[Begin Excerpted records]

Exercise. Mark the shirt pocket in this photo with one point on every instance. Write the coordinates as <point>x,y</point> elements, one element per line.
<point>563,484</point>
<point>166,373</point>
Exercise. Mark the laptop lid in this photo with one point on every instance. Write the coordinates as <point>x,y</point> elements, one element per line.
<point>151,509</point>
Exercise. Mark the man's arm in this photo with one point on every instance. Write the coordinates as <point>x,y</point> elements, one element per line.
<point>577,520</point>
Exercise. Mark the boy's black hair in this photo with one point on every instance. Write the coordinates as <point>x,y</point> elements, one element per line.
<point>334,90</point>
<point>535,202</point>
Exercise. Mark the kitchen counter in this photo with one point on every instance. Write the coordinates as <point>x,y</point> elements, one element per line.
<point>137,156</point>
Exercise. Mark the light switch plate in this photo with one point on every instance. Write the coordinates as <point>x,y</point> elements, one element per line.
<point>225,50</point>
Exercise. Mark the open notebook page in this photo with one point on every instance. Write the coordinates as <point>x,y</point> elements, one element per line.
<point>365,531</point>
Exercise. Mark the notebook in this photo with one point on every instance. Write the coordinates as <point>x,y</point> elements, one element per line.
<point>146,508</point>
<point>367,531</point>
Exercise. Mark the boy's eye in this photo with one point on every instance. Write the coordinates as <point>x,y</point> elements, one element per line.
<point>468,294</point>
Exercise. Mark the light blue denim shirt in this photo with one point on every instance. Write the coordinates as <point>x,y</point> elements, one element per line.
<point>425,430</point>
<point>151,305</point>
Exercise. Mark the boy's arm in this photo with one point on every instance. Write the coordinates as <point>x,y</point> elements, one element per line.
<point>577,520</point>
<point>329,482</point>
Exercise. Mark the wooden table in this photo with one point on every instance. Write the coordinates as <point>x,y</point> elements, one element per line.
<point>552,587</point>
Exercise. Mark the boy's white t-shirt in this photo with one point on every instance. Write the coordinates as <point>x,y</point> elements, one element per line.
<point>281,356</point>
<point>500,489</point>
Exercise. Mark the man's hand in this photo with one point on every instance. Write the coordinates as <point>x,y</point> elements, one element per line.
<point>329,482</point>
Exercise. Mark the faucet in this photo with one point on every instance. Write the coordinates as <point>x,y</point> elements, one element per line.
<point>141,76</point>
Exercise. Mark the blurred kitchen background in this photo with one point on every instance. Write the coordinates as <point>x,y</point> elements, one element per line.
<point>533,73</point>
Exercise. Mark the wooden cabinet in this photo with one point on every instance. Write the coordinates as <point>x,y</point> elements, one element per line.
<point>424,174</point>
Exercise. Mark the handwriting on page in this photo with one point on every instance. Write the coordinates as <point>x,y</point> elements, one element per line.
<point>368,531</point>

[End Excerpted records]

» **Required task**: Can you rewrite the data with "child's" substituted for "boy's" throughout and nothing else altered?

» **Output below**:
Exercise. Mark the shirt pocket in this photo with one point on every instance. Write the coordinates as <point>x,y</point> elements, one element per line.
<point>563,484</point>
<point>166,373</point>
Exercise. Mark the laptop lid in this photo with one point on every instance. Write the coordinates as <point>x,y</point> elements, one element per line.
<point>151,509</point>
Exercise. Mark the man's arm in this photo with one point on every instance. Write the coordinates as <point>x,y</point> elements, one element per line.
<point>577,520</point>
Exercise. Mark the child's black hair in this photo with one point on every instance. Write the coordinates as <point>x,y</point> elements, one element per line.
<point>334,90</point>
<point>535,202</point>
Exercise. Mark the kitchen counter in this photo with one point on every instance. Write the coordinates as <point>x,y</point> elements, one element per line.
<point>137,156</point>
Exercise. Mark the light switch plate in this photo with one point on every instance. Write the coordinates as <point>x,y</point> elements, one element per line.
<point>225,50</point>
Exercise. Mark the open notebook page in this photo with one point on every instance. Write the coordinates as <point>x,y</point> elements, one element per line.
<point>365,531</point>
Exercise. Mark the notebook in this photo with one point on every instance. Write the coordinates as <point>x,y</point> elements, one element per line.
<point>146,508</point>
<point>367,531</point>
Exercise. Mark the child's eye in this photo with one point on every instance. Write the coordinates as <point>x,y</point> elements, one element per line.
<point>468,294</point>
Exercise. Mark the light blue denim shirt in this photo with one point on every instance. Write the coordinates as <point>x,y</point> elements, one element per line.
<point>425,430</point>
<point>151,305</point>
Exercise. Mark the child's arm in this photo with one point on every instance. Write the coordinates as <point>x,y</point> elements, one element per line.
<point>577,520</point>
<point>329,482</point>
Exercise. Mark the wooden table in this photo with one point on every instance. Write the coordinates as <point>x,y</point> elements, one element per line.
<point>552,587</point>
Exercise. Mark the child's white t-shirt in this photo with one point on every instance. Write the coordinates as <point>x,y</point> elements, one element per line.
<point>281,356</point>
<point>500,489</point>
Exercise. Mark the man's hand in this photo with one point on every instance. Write the coordinates as <point>x,y</point> elements, one element per line.
<point>329,482</point>
Exercise. Mark the faucet in this photo with one point on every instance. Write the coordinates as <point>x,y</point> elements, one element per line.
<point>141,76</point>
Exercise. Mark the blurred kitchen background in this photo with one point on every instance. Write the coordinates as <point>x,y</point> elements, one element per line.
<point>533,73</point>
Exercise. Mark the wooden cabinet in this photo with one point on every instance. Write the coordinates as <point>x,y</point> elements, one element per line.
<point>424,174</point>
Exercise. Mark the handwriting on page in this photo with one point on every instance. Write the coordinates as <point>x,y</point> elements, one element per line.
<point>368,531</point>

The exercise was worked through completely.